INFORMATION SHOWN:
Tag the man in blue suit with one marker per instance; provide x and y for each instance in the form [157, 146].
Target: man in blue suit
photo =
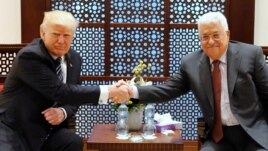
[34, 103]
[243, 88]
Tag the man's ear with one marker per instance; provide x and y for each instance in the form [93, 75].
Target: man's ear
[42, 34]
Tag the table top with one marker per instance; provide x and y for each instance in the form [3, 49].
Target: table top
[105, 133]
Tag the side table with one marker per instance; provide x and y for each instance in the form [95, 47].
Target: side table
[103, 138]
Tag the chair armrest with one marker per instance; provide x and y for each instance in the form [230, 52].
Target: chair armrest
[201, 127]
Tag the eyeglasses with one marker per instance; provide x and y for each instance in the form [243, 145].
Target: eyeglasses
[206, 38]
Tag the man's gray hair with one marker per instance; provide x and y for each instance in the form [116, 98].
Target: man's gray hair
[213, 17]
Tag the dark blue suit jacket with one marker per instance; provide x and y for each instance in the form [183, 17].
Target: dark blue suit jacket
[247, 78]
[31, 87]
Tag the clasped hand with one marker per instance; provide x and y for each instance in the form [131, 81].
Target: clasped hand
[120, 92]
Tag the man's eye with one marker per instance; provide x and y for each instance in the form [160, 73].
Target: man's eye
[55, 34]
[216, 36]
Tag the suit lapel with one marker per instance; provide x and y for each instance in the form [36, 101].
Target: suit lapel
[205, 76]
[233, 63]
[69, 67]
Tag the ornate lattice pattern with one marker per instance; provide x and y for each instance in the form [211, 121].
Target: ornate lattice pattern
[89, 42]
[83, 10]
[133, 11]
[129, 45]
[6, 60]
[182, 42]
[188, 11]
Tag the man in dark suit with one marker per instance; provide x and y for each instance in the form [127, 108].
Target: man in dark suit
[241, 90]
[33, 104]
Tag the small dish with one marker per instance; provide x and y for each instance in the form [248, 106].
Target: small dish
[136, 138]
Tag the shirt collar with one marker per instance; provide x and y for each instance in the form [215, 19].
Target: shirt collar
[222, 58]
[55, 57]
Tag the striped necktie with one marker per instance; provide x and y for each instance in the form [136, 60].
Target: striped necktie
[58, 69]
[217, 133]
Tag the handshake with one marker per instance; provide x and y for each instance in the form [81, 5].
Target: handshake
[120, 92]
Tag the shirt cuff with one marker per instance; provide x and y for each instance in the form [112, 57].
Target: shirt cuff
[104, 94]
[135, 92]
[64, 113]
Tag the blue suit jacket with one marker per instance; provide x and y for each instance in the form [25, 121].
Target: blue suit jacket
[31, 87]
[247, 77]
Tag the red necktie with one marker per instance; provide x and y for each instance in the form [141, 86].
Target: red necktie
[217, 133]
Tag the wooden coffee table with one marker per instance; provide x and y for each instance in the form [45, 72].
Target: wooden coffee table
[103, 138]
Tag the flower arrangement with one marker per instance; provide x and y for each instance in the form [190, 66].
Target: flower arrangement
[137, 80]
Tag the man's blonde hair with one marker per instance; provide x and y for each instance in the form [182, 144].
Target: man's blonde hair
[59, 17]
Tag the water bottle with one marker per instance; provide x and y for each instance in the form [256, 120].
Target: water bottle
[149, 126]
[121, 129]
[122, 112]
[149, 129]
[149, 113]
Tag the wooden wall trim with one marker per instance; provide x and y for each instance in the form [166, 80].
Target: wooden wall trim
[240, 15]
[265, 50]
[11, 47]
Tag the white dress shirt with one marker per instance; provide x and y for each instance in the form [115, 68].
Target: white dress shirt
[227, 116]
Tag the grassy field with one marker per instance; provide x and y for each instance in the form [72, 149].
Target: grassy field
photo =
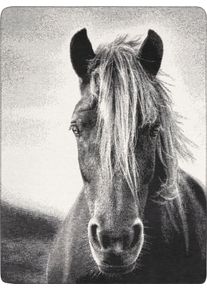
[26, 239]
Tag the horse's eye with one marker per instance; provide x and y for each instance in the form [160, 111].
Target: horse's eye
[75, 130]
[154, 130]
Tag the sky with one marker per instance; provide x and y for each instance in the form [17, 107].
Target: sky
[40, 89]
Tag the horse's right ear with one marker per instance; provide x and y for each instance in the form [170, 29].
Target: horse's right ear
[151, 52]
[81, 52]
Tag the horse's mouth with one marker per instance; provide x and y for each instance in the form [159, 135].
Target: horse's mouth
[109, 269]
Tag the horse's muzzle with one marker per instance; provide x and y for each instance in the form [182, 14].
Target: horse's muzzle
[115, 251]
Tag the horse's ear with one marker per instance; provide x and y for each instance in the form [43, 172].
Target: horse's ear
[151, 52]
[81, 52]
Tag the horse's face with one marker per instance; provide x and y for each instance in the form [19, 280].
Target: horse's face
[115, 230]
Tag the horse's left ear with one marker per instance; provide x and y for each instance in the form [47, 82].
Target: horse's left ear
[151, 52]
[81, 52]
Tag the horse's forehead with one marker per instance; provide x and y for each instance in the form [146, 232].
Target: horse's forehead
[86, 103]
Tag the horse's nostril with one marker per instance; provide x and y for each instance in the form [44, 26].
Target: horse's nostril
[137, 231]
[105, 240]
[94, 235]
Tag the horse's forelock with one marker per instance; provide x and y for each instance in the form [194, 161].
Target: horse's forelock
[128, 98]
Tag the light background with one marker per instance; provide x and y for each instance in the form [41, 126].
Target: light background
[40, 90]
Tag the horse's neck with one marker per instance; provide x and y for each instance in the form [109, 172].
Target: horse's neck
[165, 222]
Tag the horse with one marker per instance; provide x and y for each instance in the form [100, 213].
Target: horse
[139, 218]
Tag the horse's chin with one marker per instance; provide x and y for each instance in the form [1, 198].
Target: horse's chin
[113, 270]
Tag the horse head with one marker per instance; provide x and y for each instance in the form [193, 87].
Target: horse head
[123, 153]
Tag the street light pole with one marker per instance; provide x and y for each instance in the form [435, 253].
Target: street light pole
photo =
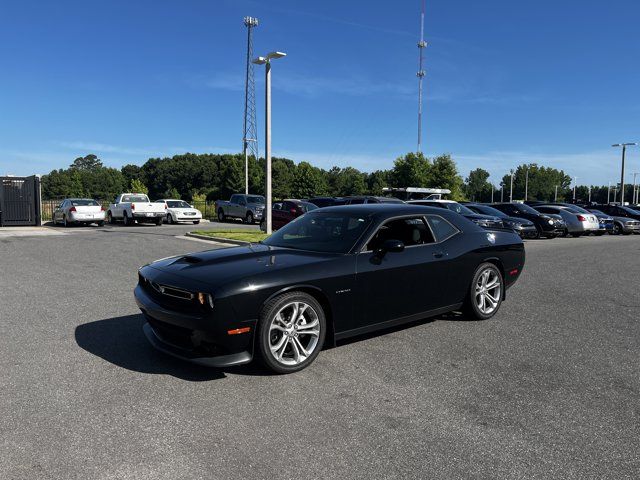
[511, 190]
[266, 61]
[624, 149]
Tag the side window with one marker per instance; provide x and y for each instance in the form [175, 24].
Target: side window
[410, 231]
[441, 228]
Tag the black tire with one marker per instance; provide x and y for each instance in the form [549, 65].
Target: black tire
[471, 307]
[265, 335]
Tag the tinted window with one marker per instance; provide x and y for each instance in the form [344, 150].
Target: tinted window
[178, 204]
[410, 231]
[321, 232]
[486, 210]
[84, 203]
[441, 228]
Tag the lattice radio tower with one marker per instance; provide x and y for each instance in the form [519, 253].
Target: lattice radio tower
[421, 46]
[250, 133]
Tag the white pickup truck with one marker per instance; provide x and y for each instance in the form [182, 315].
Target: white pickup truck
[130, 207]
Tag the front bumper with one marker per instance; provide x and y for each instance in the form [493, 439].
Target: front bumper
[193, 337]
[148, 215]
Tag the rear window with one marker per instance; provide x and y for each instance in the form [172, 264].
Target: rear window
[441, 228]
[84, 203]
[135, 198]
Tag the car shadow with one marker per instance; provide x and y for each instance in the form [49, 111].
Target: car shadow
[446, 317]
[122, 342]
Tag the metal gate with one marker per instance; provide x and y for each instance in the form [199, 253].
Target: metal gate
[19, 201]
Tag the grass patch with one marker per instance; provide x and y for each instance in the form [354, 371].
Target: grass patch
[234, 235]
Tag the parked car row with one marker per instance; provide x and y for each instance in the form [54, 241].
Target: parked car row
[128, 208]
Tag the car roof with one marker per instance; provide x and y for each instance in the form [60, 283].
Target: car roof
[385, 209]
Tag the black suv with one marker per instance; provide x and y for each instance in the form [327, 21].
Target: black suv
[547, 226]
[619, 211]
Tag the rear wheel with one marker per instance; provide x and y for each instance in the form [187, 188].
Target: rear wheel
[485, 294]
[291, 332]
[617, 229]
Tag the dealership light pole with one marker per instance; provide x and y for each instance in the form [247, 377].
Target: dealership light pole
[624, 149]
[266, 61]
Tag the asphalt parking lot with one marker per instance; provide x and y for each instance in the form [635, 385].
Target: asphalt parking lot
[548, 388]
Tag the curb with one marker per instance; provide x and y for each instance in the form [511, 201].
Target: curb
[217, 239]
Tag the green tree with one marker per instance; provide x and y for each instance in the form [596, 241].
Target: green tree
[477, 186]
[308, 181]
[137, 186]
[444, 174]
[88, 162]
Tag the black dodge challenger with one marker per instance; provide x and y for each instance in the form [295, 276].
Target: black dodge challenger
[333, 273]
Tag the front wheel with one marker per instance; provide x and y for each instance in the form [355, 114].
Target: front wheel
[291, 332]
[485, 294]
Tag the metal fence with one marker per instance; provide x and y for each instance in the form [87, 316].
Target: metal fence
[208, 209]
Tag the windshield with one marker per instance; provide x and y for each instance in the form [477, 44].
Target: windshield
[84, 203]
[178, 204]
[321, 232]
[489, 211]
[135, 198]
[461, 209]
[521, 207]
[575, 208]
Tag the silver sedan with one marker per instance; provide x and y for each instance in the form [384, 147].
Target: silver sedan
[74, 211]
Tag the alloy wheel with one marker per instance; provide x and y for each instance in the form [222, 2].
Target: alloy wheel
[294, 332]
[488, 289]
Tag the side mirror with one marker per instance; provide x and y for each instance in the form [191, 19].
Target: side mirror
[393, 246]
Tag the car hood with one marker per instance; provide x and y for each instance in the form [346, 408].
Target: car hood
[217, 267]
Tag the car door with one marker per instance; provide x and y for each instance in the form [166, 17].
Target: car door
[399, 286]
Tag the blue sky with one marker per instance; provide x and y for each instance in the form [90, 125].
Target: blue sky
[553, 82]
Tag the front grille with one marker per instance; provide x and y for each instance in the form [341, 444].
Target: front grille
[170, 297]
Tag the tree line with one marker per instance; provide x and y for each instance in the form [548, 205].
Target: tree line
[197, 177]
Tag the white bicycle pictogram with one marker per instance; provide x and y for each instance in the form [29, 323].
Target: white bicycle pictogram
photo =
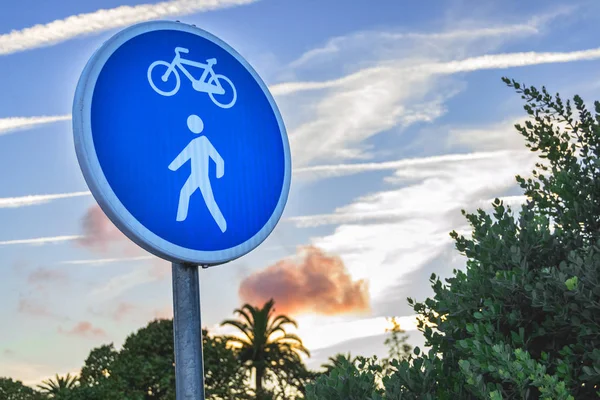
[212, 86]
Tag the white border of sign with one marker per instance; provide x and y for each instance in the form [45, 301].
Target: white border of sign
[98, 184]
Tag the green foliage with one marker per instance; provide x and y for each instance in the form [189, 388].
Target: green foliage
[522, 321]
[144, 368]
[15, 390]
[337, 360]
[58, 387]
[357, 380]
[398, 348]
[268, 350]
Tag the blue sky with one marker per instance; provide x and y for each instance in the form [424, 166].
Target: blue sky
[397, 120]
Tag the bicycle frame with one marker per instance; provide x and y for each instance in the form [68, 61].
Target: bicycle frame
[180, 62]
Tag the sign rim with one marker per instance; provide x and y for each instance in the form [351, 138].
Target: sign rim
[101, 189]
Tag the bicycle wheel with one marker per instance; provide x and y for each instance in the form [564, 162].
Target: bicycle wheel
[166, 84]
[228, 88]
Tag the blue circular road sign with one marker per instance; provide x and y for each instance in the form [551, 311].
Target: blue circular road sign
[181, 143]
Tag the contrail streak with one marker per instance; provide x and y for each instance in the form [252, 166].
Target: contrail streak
[40, 241]
[12, 124]
[73, 26]
[32, 200]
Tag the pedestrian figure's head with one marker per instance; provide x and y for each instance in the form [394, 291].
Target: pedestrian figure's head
[195, 124]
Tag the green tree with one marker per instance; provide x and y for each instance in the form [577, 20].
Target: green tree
[266, 347]
[335, 361]
[348, 380]
[398, 348]
[144, 368]
[522, 321]
[16, 390]
[58, 386]
[98, 366]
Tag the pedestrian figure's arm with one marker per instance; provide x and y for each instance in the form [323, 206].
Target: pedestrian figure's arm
[214, 154]
[180, 159]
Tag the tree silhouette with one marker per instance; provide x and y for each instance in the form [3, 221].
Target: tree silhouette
[58, 385]
[337, 360]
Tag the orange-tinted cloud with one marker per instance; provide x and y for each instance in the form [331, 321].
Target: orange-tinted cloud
[100, 234]
[318, 283]
[42, 277]
[84, 329]
[123, 310]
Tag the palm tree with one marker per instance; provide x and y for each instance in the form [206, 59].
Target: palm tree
[265, 345]
[57, 385]
[337, 361]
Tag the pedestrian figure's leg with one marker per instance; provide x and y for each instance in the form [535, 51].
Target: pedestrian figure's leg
[209, 199]
[184, 199]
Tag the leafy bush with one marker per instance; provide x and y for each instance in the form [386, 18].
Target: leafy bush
[522, 321]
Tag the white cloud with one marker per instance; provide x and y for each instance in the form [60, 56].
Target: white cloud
[468, 32]
[389, 91]
[348, 169]
[424, 212]
[101, 20]
[31, 200]
[12, 124]
[41, 241]
[490, 61]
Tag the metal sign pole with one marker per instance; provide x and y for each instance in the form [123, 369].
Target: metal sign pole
[187, 332]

SET TASK: From the line containing "Tag the palm" through the closing line of the material above, return every line exactly and omit all others.

FINAL ANSWER:
Tag the palm tree with one marker per instance; provide x and y for each instance in the form [206, 59].
Target: palm tree
[265, 345]
[57, 385]
[337, 361]
Tag the pedestrian figure's leg with one marker per instance; provide x and y for each instance in the form [535, 51].
Target: pedestrian figure's leg
[209, 199]
[184, 199]
Tag the leafy bush with one marker per instance; provide x and y for each instance in the form [386, 18].
Target: leafy bush
[522, 321]
Tag the white cloud with one marker per instance; provide x and y for each instance in the form [60, 56].
Target: white cloud
[468, 32]
[389, 91]
[348, 169]
[424, 212]
[101, 20]
[31, 200]
[12, 124]
[41, 241]
[490, 61]
Tag the metal sign pole with one marker per instance; provide x and y for each instance in the form [123, 369].
Target: metal sign pole
[187, 332]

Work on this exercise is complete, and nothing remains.